* **DOCUMENT PASSAGE**
* * * * *

2010-06-04 Thread John Baldwin
On Thursday 03 June 2010 8:52:36 pm Mark Linimon wrote:
 On Mon, May 31, 2010 at 01:22:05PM +0100, Bruce Cran wrote:
  From previous messages I don't think sparc64 is currently supported by
  clang very well, if at all, so I think we'll still need gcc in the base
  system for some time.
 
 I'll put on my tier-2 package builder hat for a moment.
 
 IMHO it helps FreeBSD's robustness to have our other architectures.  In
 particular, fixing bugs in sparc64 may be helping us fix bugs that would
 affect arm/mips/powerpc, which are key for our embedded userbase.
 
 Perhaps I'm just invested in this from having spent time on sparc64 ...

* * * * *

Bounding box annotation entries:
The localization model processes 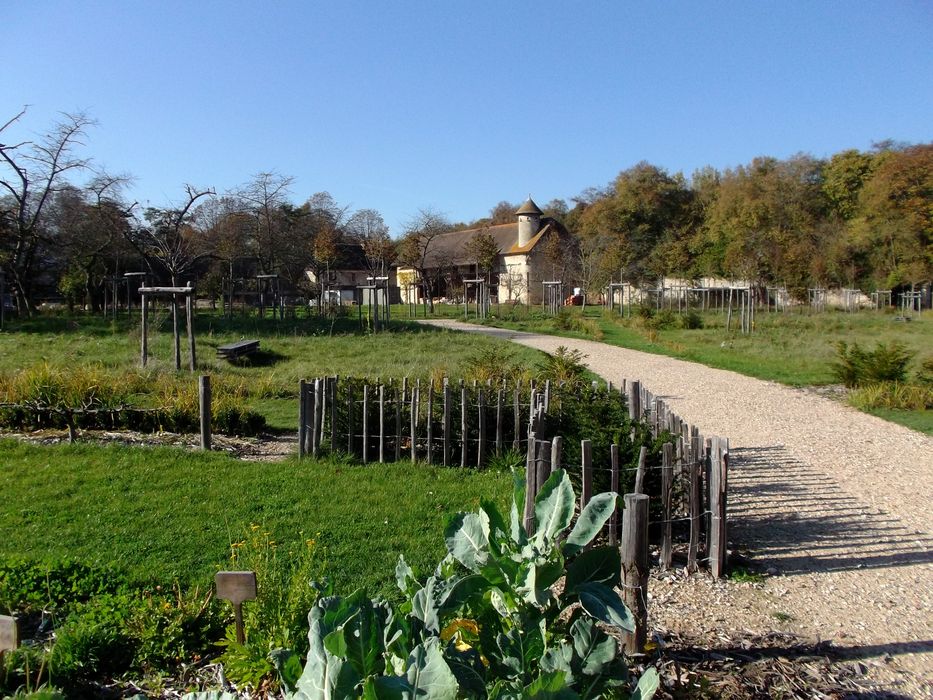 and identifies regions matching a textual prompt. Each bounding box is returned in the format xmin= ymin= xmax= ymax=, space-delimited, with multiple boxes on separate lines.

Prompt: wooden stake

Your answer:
xmin=621 ymin=493 xmax=649 ymax=654
xmin=198 ymin=374 xmax=211 ymax=451
xmin=661 ymin=442 xmax=674 ymax=569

* * * * *

* **TASK INSTRUCTIONS**
1) Do these statements agree with the sparc64 thread: (a) Bruce Cran believed clang already supported sparc64 well; (b) Mark Linimon calls arm, mips and powerpc key for the embedded userbase; (c) Mark Linimon puts on his tier-1 package builder hat? Answer yes or no for each and quote the words of the sparc64 thread that decide it.
2) In the sparc64 thread, what does Bruce Cran think will still need to stay in the base system for some time?
3) Carry on the sparc64 thread from its last line.

* **ANSWERS FOR THE TASKS**
1)
(a) No: "I don't think sparc64 is currently supported by clang very well, if at all"
(b) Yes: "arm/mips/powerpc, which are key for our embedded userbase"
(c) No: "I'll put on my tier-2 package builder hat for a moment."

2) gcc

3)
 But a counter-argument is that if the two archs that llvm currently does
 not support well (sparc64 and ia64) start holding back major progress on
 amd64/i386, then we should give the most weight to what 90%+ of our
 userbase is on, and act accordingly.  Hopefully that just means keep
 gcc as the default for our tier-2 archs.
 
 I've been finding it intellectually interesting to work on these, but
 really, they shouldn't be allowed to hold up the parade.
 
 Final note: there is indeed active kernel work on sparc64, ia64, and
 powerpc, so things are not stalled.

I actually think that a realistic future may be that some archs use clang/llvm 
and some other archs still use gcc (probably with an option to use a gplv3 
toolchain even, just not shipped by default perhaps).  I even think it would 
be useful to have the option to use the latest gplv3 toolchain for amd64/i386 
for folks who want to use it.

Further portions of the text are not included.